Set down word for word each line from the start of the listing through the line that contains "TARGET = player's knee", both included.

=== Section Start ===

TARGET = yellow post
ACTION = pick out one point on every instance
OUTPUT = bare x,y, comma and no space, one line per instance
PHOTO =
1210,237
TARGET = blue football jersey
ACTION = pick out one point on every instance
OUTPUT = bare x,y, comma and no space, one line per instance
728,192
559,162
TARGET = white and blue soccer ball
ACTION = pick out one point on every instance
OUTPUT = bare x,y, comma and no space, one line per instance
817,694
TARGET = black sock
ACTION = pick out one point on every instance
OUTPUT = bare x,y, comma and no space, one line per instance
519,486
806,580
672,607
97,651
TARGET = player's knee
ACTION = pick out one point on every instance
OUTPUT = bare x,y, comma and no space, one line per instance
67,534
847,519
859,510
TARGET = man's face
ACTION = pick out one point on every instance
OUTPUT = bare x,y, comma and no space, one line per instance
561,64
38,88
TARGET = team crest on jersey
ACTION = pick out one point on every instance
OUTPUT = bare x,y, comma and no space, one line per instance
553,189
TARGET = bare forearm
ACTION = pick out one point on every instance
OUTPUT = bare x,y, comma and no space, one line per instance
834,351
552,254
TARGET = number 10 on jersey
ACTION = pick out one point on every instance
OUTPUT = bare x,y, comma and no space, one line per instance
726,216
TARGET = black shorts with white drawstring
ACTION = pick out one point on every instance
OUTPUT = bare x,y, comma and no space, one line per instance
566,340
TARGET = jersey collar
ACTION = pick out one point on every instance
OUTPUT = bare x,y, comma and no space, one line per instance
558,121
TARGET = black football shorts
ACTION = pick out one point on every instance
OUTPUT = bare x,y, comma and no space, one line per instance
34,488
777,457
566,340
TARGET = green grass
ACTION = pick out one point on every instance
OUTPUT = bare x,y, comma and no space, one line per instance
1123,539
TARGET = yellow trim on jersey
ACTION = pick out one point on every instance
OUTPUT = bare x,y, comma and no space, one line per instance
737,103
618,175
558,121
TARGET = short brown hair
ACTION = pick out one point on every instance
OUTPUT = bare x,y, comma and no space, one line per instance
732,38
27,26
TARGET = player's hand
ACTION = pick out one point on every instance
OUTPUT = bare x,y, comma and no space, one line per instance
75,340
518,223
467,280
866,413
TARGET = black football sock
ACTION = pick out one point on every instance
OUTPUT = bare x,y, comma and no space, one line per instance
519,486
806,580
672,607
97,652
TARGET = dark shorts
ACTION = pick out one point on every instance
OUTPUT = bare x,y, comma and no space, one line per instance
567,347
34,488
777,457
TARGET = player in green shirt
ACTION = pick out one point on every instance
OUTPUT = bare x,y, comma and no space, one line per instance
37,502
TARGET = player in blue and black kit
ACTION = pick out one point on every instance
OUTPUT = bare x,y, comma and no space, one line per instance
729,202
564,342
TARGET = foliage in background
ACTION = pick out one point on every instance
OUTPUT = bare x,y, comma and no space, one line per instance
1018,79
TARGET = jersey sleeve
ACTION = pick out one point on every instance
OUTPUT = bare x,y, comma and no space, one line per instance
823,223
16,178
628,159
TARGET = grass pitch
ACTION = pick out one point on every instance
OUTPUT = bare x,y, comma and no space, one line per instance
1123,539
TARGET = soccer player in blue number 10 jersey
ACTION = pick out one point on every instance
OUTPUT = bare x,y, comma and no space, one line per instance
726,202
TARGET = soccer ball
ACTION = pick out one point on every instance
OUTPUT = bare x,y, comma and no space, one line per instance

=== Section End ===

* **Solution to this task**
TARGET = yellow post
ACTION = pick out one point on every instance
OUTPUT = bare x,y, comma and no space, one line per instance
PHOTO =
1210,237
TARGET = blue football jersey
ACTION = pick out one point on every instance
OUTPUT = bare x,y, comma and no space, one line per instance
728,192
559,162
TARGET = white and blue soccer ball
ACTION = pick out one point on every instance
OUTPUT = bare x,y, comma and no space, one line per instance
817,694
TARGET = black sock
ACTION = pick out one point on every instance
OUTPUT = bare x,y, comma and no space, one line per instance
519,486
806,580
672,607
97,651
TARGET = player's knee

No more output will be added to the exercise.